_Task set_
[1] Answer these questions from the inference optimization passage:
(a) Besides latency, what three things must LLMs handle when deployed at scale?
(b) During which phase is autoregressive LLM inference typically memory-bound?
(c) For every byte loaded from memory, how many FP16 operations can the GPU perform?
[2] Repeat, word for word, everything in the inference optimization passage from "Transformer Deep Dive: Part" down to "efficiency, and cost.".

_Given passage_

——

Transformer Deep Dive: Part 6 - Inference Optimization

Training a large language model is expensive, but inference—the process of generating predictions—presents its own unique challenges. When deployed at scale, LLMs must handle latency, throughput, memory efficiency, and cost.

The Inference Challenge

| Challenge | Description | |-----------|-------------| | Latency | Time to first token, time per token | | Throughput | Requests per second | | Memory | Model weights + KV cache | | Cost | GPU hours per 1M tokens |

Memory vs Compute Bound

Autoregressive LLM inference is typically memory-bound during the decode phase:

Each token generation requires loading the entire model weights
The arithmetic intensity (FLOPs per byte loaded) is very low
Modern GPUs have much higher compute throughput than memory bandwidth

| GPU | Memory BW (TB/s) | FP16 TFLOPs | Ratio | |-----|------------------|-------------|-------| | A100 (80GB) | 2.0 | 312 | 156:1 | | H100 (80GB) | 3.35 | 990 | 296:1 |

For every byte loaded from memory, the GPU can perform 150-300 FP16 operations. But generating one token requires loading all model weights while performing relatively few operations per weight.

——

_Supplied material_
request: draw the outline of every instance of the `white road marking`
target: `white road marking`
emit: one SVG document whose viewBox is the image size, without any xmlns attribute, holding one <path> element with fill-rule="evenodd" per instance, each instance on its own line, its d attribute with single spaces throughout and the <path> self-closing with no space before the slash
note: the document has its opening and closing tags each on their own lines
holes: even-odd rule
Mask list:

——

_Task solutions_
[1]
(a) Throughput, memory efficiency, and cost.
(b) The decode phase.
(c) 150-300.

[2]
Transformer Deep Dive: Part 6 - Inference Optimization

Training a large language model is expensive, but inference—the process of generating predictions—presents its own unique challenges. When deployed at scale, LLMs must handle latency, throughput, memory efficiency, and cost.